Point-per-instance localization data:
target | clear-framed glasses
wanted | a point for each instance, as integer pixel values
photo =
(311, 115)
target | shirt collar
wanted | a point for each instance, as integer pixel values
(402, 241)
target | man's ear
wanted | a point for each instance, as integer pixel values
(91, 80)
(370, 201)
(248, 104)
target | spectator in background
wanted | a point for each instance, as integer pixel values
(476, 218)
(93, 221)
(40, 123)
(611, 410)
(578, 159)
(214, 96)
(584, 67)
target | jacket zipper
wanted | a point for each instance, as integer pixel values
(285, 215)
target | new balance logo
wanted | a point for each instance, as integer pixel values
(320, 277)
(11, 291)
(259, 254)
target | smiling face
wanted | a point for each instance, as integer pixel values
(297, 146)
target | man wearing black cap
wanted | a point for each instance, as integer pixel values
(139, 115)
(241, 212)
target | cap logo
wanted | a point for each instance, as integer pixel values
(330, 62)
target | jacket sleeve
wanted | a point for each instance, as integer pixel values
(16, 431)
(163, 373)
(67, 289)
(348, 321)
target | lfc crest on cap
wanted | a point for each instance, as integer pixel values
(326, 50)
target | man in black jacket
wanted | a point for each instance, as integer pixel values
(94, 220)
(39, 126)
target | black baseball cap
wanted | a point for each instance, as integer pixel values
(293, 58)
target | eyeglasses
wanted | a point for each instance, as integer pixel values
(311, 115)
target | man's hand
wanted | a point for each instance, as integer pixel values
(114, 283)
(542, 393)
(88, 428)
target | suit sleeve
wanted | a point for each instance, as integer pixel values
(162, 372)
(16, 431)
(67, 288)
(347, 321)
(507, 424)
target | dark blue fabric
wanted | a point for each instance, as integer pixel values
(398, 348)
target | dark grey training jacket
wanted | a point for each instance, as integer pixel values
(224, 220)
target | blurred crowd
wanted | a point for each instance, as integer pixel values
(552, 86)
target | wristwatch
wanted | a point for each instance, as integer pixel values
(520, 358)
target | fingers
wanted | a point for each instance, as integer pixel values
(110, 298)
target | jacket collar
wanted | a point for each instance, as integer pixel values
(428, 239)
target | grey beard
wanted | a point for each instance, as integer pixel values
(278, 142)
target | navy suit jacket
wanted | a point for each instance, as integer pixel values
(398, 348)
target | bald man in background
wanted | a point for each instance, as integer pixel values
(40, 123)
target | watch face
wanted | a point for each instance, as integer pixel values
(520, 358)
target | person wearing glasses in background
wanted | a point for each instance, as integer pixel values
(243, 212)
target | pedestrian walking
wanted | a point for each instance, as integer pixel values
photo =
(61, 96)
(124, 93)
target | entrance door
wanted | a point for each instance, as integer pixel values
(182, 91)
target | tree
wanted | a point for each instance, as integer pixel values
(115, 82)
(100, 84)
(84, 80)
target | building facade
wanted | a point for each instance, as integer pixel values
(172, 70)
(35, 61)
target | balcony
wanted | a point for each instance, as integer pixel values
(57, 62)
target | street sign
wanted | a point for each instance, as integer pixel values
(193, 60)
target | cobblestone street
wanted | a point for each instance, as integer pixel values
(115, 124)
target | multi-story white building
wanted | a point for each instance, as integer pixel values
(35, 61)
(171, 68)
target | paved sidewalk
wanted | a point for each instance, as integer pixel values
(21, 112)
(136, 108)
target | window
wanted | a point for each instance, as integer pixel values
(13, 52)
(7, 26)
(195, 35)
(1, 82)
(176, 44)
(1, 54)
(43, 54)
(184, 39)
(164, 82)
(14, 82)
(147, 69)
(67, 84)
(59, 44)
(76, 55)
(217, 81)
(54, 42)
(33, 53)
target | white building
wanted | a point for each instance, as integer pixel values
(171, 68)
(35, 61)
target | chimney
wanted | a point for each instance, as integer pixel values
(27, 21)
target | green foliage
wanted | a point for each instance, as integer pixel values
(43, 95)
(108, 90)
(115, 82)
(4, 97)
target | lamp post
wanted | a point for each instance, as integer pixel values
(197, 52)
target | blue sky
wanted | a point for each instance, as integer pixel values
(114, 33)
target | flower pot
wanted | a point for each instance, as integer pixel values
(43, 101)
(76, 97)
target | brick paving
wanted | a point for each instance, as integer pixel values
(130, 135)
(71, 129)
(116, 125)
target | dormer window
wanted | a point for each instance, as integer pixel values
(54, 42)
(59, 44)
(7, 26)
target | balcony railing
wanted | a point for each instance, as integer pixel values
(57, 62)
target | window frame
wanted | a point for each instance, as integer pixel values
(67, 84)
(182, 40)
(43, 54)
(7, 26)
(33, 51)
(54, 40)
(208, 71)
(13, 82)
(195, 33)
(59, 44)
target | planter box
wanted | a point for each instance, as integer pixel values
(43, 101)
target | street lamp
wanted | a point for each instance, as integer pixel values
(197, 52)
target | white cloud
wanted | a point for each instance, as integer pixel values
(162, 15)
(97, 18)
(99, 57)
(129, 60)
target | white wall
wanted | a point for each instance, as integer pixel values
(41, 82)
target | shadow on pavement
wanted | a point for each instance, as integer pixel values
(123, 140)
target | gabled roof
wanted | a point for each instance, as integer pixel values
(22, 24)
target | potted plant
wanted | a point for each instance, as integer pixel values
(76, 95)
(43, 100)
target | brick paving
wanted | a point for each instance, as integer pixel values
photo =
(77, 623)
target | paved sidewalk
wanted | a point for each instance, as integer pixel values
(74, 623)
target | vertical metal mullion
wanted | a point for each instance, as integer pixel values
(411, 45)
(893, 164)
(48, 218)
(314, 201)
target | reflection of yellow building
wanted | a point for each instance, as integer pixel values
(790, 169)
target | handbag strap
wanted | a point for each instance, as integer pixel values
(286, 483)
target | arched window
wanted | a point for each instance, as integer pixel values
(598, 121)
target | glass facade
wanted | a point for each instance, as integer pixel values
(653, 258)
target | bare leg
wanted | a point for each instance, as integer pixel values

→ Work instruction
Write out every line of the data that holds the word "dark".

→ Response box
target | dark blue fabric
target | dark grey training jacket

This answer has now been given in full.